Records shown -
::::::::

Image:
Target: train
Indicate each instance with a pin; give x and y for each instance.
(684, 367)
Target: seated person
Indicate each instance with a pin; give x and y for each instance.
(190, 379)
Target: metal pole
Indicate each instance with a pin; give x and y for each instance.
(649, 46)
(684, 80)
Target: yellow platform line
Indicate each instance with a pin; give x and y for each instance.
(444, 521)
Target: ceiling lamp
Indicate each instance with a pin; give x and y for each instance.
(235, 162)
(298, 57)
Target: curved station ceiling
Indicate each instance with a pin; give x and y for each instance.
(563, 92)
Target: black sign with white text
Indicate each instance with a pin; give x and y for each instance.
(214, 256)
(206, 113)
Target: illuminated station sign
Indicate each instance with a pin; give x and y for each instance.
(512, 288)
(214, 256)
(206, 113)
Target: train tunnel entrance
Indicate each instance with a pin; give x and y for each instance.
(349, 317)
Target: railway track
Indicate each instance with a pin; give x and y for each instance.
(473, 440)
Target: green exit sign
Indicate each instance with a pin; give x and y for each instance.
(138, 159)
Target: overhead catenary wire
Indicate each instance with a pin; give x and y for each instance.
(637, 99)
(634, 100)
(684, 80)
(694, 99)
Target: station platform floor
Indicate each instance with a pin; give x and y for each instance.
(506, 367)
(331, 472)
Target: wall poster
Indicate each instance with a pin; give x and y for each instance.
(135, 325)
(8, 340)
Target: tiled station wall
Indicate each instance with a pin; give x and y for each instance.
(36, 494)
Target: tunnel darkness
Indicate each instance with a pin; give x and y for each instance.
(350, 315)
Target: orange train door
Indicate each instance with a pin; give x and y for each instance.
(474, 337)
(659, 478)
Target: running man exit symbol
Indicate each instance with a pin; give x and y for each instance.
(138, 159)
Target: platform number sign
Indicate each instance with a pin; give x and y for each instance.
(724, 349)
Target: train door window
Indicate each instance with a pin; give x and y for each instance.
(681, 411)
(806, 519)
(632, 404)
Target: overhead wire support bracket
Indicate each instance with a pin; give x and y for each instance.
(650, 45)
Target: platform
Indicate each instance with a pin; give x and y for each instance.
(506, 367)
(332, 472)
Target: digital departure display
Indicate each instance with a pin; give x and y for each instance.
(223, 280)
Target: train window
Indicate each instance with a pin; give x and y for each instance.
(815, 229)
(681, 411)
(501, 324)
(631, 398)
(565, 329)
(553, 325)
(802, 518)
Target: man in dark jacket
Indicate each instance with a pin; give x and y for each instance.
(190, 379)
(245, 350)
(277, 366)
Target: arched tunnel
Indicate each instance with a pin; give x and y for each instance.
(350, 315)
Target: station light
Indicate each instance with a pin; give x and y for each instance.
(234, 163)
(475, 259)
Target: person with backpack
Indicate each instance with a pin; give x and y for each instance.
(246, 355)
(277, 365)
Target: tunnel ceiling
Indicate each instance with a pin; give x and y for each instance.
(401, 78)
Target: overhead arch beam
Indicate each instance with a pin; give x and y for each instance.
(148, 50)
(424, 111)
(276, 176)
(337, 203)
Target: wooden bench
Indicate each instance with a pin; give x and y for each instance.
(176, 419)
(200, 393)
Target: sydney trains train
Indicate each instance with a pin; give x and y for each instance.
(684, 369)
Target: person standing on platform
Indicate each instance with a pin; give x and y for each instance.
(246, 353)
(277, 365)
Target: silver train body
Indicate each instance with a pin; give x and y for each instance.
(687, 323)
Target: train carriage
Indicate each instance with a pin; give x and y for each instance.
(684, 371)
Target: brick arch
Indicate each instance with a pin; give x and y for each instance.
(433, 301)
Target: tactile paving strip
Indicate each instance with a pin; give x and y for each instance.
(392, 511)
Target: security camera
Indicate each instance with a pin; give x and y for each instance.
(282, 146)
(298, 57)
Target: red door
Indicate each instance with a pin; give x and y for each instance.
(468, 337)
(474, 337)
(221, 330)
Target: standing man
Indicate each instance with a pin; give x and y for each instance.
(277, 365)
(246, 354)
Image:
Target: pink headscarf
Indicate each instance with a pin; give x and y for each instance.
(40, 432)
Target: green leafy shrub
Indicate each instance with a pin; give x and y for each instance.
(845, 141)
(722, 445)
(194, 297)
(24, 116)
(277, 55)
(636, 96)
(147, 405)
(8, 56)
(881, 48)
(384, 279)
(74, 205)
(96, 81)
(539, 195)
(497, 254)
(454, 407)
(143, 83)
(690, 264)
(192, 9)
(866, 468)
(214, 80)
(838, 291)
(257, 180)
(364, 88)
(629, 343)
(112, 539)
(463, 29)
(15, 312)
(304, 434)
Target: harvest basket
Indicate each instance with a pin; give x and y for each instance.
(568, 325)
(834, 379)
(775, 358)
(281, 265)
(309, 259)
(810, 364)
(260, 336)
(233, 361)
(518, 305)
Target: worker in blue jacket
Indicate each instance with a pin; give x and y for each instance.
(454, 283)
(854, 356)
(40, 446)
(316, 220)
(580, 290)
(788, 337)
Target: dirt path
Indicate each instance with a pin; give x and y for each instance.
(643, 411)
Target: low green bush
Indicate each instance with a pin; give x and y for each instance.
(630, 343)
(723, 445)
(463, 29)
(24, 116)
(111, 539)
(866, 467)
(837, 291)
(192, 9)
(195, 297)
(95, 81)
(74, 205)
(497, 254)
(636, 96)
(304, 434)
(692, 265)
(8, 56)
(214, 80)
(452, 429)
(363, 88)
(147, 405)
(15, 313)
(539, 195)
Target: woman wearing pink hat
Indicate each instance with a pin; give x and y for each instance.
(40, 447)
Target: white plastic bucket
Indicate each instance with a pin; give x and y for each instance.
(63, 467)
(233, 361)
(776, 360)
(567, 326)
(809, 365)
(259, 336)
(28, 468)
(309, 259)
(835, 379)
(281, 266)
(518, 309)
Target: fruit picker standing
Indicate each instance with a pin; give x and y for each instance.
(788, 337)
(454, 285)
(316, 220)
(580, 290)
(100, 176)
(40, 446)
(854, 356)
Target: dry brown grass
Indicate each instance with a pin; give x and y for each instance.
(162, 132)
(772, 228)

::::::::

Aim - Write the listing out again, exactly as it reads.

Written answer -
Image:
Target: train
Indicate each instance with a pin; give x and y for each instance.
(684, 367)
Target: seated person
Indicate each instance with a pin; give x and y for each instance.
(190, 379)
Target: metal pole
Indicate each instance with a pin; give x and y for each instance.
(649, 46)
(684, 80)
Target: yellow platform line
Indicate each instance with a pin; give x and y for each instance.
(444, 521)
Target: ceiling lamp
Indicate each instance with a pin; give x and y for each instance.
(235, 162)
(298, 57)
Target: curved station ceiling
Indicate each instance with a pin; give x and y for each instance.
(563, 92)
Target: black sign with white text
Indicate each instance with a pin; give x and y for each instance.
(214, 256)
(206, 113)
Target: illuminated station sign
Indicate each instance with a pin; give x and y for each instance.
(512, 288)
(214, 256)
(206, 113)
Target: train tunnel entrance
Indicate each instance with a pin; give x and y for each instance.
(349, 317)
Target: railway track
Indicate each instance with a pin; give x and y for each instance.
(473, 440)
Target: green exit sign
Indicate each instance with a pin; give x and y for each instance.
(138, 159)
Target: overhead catenary wire
Indicate each instance with a pin; give x and y for each instance.
(637, 99)
(634, 100)
(684, 80)
(694, 99)
Target: station platform floor
Indicate each instance with a pin; give x and y for each instance.
(506, 367)
(331, 472)
Target: wall poster
Indicate each instance with a pin; give x and y for each instance.
(135, 325)
(8, 340)
Target: tiled station wall
Indicate each instance with a pin; give x and y for each instance.
(36, 494)
Target: tunnel darkness
Indicate each instance with a pin; give x and y for each instance.
(350, 315)
Target: orange train door
Indicate each instance with a pin; give x and y for each instance.
(474, 337)
(659, 478)
Target: running man exit symbol
Indicate each instance with a pin; give x and y for each instance.
(138, 159)
Target: platform number sign
Indicate each instance with a pin; give x and y for each instance.
(724, 349)
Target: train door window
Indicate each instance with a pin; give x and y for each instance.
(681, 411)
(806, 519)
(632, 404)
Target: overhead wire support bracket
Indicate each instance with a pin; give x and y for each instance.
(650, 45)
Target: platform
Indicate each instance with a pin; give x and y for each instance.
(506, 367)
(332, 472)
Target: digital departure display
Indicate each instance with a pin; give x and y for each instance.
(223, 280)
Target: train window
Indicate each instance with a pin; give x and y for each instance.
(815, 229)
(681, 411)
(501, 324)
(631, 398)
(565, 329)
(553, 325)
(802, 518)
Target: man in dark jacket
Indicate each instance with a pin; give x and y for each instance.
(190, 379)
(245, 350)
(277, 366)
Target: arched tunnel
Indicate each instance with a pin; give x and y for each instance.
(350, 315)
Target: station light
Indicate each instance with a pin; give x and y for each instance.
(234, 163)
(475, 259)
Target: person with backpack
Indicate each instance with a pin; give x and y for each instance.
(246, 355)
(277, 365)
Target: tunnel ceiling
Indicate each instance with a pin; give x and y for each instance.
(401, 78)
Target: overhead arch beam
Indicate each instance with a pin; give x and y for each instance.
(148, 50)
(424, 111)
(276, 176)
(337, 203)
Target: wooden bench
Indicate each instance with a pin; give x and y for each instance.
(176, 419)
(200, 393)
Target: sydney trains train
Indicate each instance with a pin; give x and y for each instance.
(684, 369)
Target: person standing on platform
Indicate each instance with a pin; give x and y for each instance.
(246, 353)
(277, 365)
Target: silver train body
Indicate each instance with a pin; give x and y for each instance.
(687, 323)
Target: train carriage
Indicate each instance with a pin; give x and y for each instance.
(684, 371)
Target: brick arch
Indicate each instance with a pin; give x and y for each instance.
(433, 301)
Target: tactile paving strip
Indicate each instance with a pin; give x and y for each instance.
(392, 511)
Target: security camera
Indicate each instance with a pin; give x and y for each instance.
(282, 146)
(298, 57)
Target: red door
Indicate each instance with a pin; give x and y for each instance.
(468, 337)
(474, 337)
(221, 330)
Target: standing man
Indicate each instance with a pin; give x and y for each instance.
(277, 365)
(246, 354)
Image:
Target: pink headscarf
Indicate each instance with a pin; give x and y for each instance.
(40, 432)
Target: green leafy shrub
Indicate each instance with a pin; give x and y for each instance.
(845, 141)
(722, 445)
(194, 297)
(24, 116)
(277, 55)
(636, 96)
(147, 405)
(8, 56)
(881, 48)
(384, 279)
(74, 205)
(96, 81)
(539, 195)
(497, 254)
(454, 407)
(143, 83)
(690, 264)
(192, 9)
(866, 468)
(214, 80)
(838, 291)
(257, 180)
(364, 88)
(629, 343)
(112, 539)
(463, 29)
(15, 312)
(304, 434)
Target: harvest basket
Indicate each instance with a pin; give x and y for each instance.
(568, 325)
(834, 379)
(775, 358)
(281, 265)
(309, 259)
(810, 364)
(260, 336)
(233, 361)
(518, 305)
Target: worker in blue jacket
Indicate each instance with a pin; give x and y for each instance.
(454, 283)
(854, 356)
(40, 446)
(316, 220)
(580, 290)
(788, 337)
Target: dirt path
Indicate each instance with a pin; give x and y for each instance.
(643, 411)
Target: low green bush
Indicate each instance with a pin; give x and y for each instance.
(630, 343)
(723, 445)
(463, 29)
(24, 116)
(111, 539)
(866, 467)
(837, 291)
(192, 9)
(195, 297)
(95, 81)
(74, 205)
(497, 254)
(636, 96)
(304, 434)
(692, 265)
(8, 56)
(214, 80)
(452, 429)
(363, 88)
(147, 405)
(15, 313)
(539, 195)
Target: woman wearing pink hat
Indicate each instance with a pin; give x and y for each instance.
(40, 447)
Target: white plastic bucket
Indicate each instance with a pin; give x and y for each instance.
(63, 467)
(233, 361)
(776, 360)
(567, 326)
(809, 365)
(259, 336)
(28, 468)
(309, 259)
(835, 379)
(281, 266)
(518, 309)
Target: fruit picker standing
Indicate each instance with a pin; give x and y for each instance.
(788, 337)
(454, 285)
(316, 220)
(580, 290)
(100, 176)
(40, 446)
(854, 356)
Target: dry brown grass
Indicate each instance with a pin; give x and y for each instance.
(162, 132)
(772, 228)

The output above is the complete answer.